§ Exercise description
Write out each entry again. Keep every word exactly as it is.

Entries taken from a collection
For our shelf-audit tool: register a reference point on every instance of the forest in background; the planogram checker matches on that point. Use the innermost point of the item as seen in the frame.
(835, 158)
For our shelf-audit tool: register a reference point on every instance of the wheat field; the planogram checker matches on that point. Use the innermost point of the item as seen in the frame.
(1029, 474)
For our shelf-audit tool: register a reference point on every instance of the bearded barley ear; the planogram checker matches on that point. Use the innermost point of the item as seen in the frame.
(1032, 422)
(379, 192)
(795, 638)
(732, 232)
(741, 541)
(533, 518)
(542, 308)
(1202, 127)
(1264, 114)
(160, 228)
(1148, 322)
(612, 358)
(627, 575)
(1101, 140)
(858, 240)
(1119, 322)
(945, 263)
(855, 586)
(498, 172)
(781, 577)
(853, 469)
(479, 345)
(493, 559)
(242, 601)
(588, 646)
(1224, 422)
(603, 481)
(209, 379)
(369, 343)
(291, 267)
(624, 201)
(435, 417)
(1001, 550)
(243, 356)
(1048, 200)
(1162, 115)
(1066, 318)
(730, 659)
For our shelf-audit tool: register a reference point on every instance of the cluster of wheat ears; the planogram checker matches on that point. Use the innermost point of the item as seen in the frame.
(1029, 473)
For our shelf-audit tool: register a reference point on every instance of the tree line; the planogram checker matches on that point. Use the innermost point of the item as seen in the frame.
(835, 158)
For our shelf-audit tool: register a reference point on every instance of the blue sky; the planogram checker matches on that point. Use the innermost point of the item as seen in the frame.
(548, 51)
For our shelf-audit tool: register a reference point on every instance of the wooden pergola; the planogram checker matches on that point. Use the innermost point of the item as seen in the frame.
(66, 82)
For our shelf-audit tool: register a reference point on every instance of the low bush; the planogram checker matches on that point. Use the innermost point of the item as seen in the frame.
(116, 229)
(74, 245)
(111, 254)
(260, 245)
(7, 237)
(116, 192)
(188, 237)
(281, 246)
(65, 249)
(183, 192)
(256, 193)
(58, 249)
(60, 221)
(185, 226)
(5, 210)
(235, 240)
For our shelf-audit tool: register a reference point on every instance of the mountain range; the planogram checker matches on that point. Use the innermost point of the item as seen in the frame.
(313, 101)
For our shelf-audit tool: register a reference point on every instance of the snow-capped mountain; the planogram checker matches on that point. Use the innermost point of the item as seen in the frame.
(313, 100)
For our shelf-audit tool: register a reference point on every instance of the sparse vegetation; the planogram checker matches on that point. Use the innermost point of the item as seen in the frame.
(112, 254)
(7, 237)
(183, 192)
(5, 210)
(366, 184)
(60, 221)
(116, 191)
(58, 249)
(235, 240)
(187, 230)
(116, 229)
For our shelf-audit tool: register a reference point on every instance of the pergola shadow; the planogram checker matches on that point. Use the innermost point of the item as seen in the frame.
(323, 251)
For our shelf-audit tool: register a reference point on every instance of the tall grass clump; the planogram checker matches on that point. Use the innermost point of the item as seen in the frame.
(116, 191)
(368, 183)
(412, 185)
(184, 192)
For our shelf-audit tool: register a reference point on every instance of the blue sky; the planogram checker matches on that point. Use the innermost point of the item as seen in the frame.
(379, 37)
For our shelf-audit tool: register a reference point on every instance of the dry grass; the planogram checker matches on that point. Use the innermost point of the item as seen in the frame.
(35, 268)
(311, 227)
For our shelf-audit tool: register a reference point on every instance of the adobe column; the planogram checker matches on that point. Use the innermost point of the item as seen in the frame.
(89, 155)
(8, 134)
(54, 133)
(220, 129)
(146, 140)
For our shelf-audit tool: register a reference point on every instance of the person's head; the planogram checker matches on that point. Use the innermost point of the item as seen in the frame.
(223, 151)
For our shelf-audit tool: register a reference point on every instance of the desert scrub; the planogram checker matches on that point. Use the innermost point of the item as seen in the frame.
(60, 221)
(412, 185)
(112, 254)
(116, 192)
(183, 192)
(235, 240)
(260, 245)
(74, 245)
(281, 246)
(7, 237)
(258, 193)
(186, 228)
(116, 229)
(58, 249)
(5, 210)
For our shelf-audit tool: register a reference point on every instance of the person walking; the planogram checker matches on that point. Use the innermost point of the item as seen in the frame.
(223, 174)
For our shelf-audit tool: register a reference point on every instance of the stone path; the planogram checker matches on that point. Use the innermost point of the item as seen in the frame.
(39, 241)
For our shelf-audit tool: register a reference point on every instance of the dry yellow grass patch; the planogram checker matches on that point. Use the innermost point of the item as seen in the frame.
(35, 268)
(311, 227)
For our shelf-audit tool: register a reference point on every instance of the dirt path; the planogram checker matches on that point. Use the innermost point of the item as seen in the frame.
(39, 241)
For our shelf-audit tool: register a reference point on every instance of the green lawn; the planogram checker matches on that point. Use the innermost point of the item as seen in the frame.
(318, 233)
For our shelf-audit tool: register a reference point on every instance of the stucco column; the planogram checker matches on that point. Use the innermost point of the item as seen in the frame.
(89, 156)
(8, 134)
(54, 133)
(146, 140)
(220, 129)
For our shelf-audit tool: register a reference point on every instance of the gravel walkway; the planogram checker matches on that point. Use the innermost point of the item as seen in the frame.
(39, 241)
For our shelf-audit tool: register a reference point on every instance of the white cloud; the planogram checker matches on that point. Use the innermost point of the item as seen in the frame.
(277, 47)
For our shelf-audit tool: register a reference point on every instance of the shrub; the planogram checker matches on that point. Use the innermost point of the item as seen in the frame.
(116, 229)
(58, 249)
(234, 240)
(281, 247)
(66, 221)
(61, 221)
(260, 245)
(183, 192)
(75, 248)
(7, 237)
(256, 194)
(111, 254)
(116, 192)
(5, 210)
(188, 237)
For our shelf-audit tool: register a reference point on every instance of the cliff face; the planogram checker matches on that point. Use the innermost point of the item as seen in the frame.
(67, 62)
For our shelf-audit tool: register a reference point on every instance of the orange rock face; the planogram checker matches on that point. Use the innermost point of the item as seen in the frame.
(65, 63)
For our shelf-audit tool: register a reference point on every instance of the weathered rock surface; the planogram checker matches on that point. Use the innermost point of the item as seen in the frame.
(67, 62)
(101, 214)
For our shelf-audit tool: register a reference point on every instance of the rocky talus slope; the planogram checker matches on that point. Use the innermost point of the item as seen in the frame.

§ Task result
For our shelf-audit tool: register a reference point on every instance of the forest in background; the planogram checker matches on that point. Use the innermost point of the item as seen in the frame.
(835, 158)
For our shelf-audit tool: register a reference point on every instance of the wheat field; the planogram checker matches on that point. Use the innermost point of the item as seen in the frame.
(1029, 474)
For our shelf-audit tool: register a reference point on every instance of the bearded barley ear; the planogram checker matches on that point. Use the innermost point of the item as seen in the frame.
(1032, 422)
(379, 192)
(795, 638)
(732, 232)
(741, 541)
(533, 518)
(542, 308)
(1202, 127)
(1264, 114)
(160, 228)
(1148, 322)
(612, 358)
(627, 575)
(1101, 140)
(858, 240)
(1119, 322)
(945, 263)
(855, 586)
(498, 172)
(781, 577)
(853, 469)
(479, 345)
(493, 559)
(242, 601)
(588, 646)
(1224, 422)
(603, 481)
(209, 379)
(369, 343)
(291, 267)
(624, 201)
(435, 417)
(1001, 550)
(243, 356)
(1048, 200)
(1162, 115)
(1066, 318)
(730, 659)
For our shelf-audit tool: register a reference point on every instance of the cluster of wheat ears; the planogram checker matches on that point. Use the innermost point of the item as seen in the frame.
(1029, 473)
For our shelf-audit tool: register a reference point on every instance of the tree line; the planogram checker matches on that point. Use the innermost point of the item as seen in the frame.
(835, 158)
For our shelf-audit tool: register a reference point on every instance of the blue sky; the planogram checker matches on that point. Use the innermost point of the item as seen in the frame.
(548, 51)
For our shelf-audit tool: register a reference point on every instance of the wooden pergola; the planogram checker matches on that point. Use the innermost point of the item as seen in the frame.
(66, 82)
For our shelf-audit tool: register a reference point on every instance of the low bush; the planogram checker matches on that point. Use the innermost point of the item as seen in the frame.
(116, 229)
(74, 245)
(111, 254)
(260, 245)
(7, 237)
(116, 192)
(188, 237)
(281, 246)
(65, 249)
(183, 192)
(256, 193)
(58, 249)
(60, 221)
(185, 226)
(5, 210)
(235, 240)
For our shelf-audit tool: register a reference point on every instance of the mountain range; the planogram checker matches on that point. Use the innermost point of the item as seen in the frame.
(313, 101)
For our shelf-audit tool: register a reference point on every instance of the snow-capped mountain; the planogram checker matches on that point. Use the innermost point of the item as seen in the frame.
(313, 100)
For our shelf-audit tool: register a reference point on every instance of the sparse vegetation; the planogram checker matches on that point. Use the innermost point of the item as seen in the frame.
(112, 254)
(7, 237)
(183, 192)
(5, 210)
(366, 184)
(60, 221)
(116, 191)
(58, 249)
(235, 240)
(187, 230)
(116, 229)
For our shelf-audit tool: register a reference point on every instance of the pergola shadow; the planogram checker matches on that point. Use the innermost point of the item as seen in the frame.
(323, 251)
For our shelf-audit tool: register a reference point on every instance of the tall grass clump; the planogram checker matches on that point. Use the innermost point of the item as seen in the frame.
(116, 191)
(368, 183)
(412, 185)
(184, 192)
For our shelf-audit tool: register a reference point on every instance of the blue sky; the planogram checker matches on that point. Use the innermost point of the item as seen in the frame.
(379, 37)
For our shelf-audit tool: register a reference point on every instance of the dry grass; the planogram checker matches on that point. Use the innermost point of the item as seen in the frame.
(35, 268)
(311, 227)
For our shelf-audit tool: register a reference point on every instance of the adobe column; the planogram checker matches on that point. Use the innermost point of the item as seen in the frame.
(89, 155)
(8, 134)
(54, 133)
(220, 129)
(146, 140)
For our shelf-audit tool: register a reference point on every instance of the person's head; the planogram checker matches on that point. Use the innermost point of the item as seen in the frame.
(223, 151)
For our shelf-audit tool: register a reference point on every instance of the desert scrub; the planogram checker matches on that point. Use the innermost point of the item as seen in the frame.
(60, 221)
(412, 185)
(112, 254)
(116, 192)
(183, 192)
(235, 240)
(260, 245)
(74, 245)
(281, 246)
(7, 237)
(258, 193)
(186, 228)
(116, 229)
(58, 249)
(5, 210)
For our shelf-audit tool: register a reference point on every instance of the person walking; the planogram checker matches on that point. Use the innermost point of the item as seen in the frame.
(223, 174)
For our shelf-audit tool: register a reference point on every instance of the stone path; the planogram checker matches on that point. Use the innermost point of the item as seen in the frame.
(39, 241)
For our shelf-audit tool: register a reference point on every instance of the dry yellow grass patch; the planogram checker matches on that point. Use the innermost point of the item as seen in the frame.
(35, 268)
(311, 227)
For our shelf-audit tool: register a reference point on every instance of the dirt path; the planogram checker matches on that point. Use the innermost point of the item as seen in the frame.
(39, 241)
For our shelf-audit tool: register a reference point on every instance of the green lawn; the planogram checker matches on that point. Use the innermost point of the item as seen in the frame.
(318, 233)
For our shelf-audit tool: register a reference point on every instance of the stucco column; the planogram checker matches on that point. Use the innermost point of the item as seen in the frame.
(89, 156)
(8, 134)
(54, 133)
(146, 140)
(220, 129)
For our shelf-audit tool: register a reference point on every instance of the gravel walkway; the planogram checker matches on that point. Use the innermost point of the item as seen in the frame.
(39, 241)
For our shelf-audit tool: register a reference point on every instance of the white cloud; the planogram checker matches on that point. Use the innermost point of the item as seen in the frame.
(277, 47)
For our shelf-audit tool: register a reference point on every instance of the shrub; the planogram checker matches on that point. Use the innermost point of the item as seen in the frame.
(116, 229)
(58, 249)
(234, 240)
(281, 247)
(66, 221)
(61, 221)
(260, 245)
(183, 192)
(75, 248)
(7, 237)
(256, 194)
(111, 254)
(116, 192)
(5, 210)
(188, 237)
For our shelf-audit tool: register a reference point on every instance of the cliff face; the planogram checker matches on that point. Use the innermost point of the item as seen in the frame.
(67, 62)
For our shelf-audit tool: register a reference point on every instance of the orange rock face; the planogram checker matches on that point. Use the innermost point of the item as seen in the frame.
(65, 63)
For our shelf-audit tool: register a reference point on every instance of the weathered rock surface; the planogram checker matches on that point. Use the innermost point of the item as seen in the frame.
(67, 62)
(101, 214)
For our shelf-audit tool: register a reference point on every instance of the rocky talus slope; the planogram checker matches on that point. Use the innermost point of the item as seen in the frame.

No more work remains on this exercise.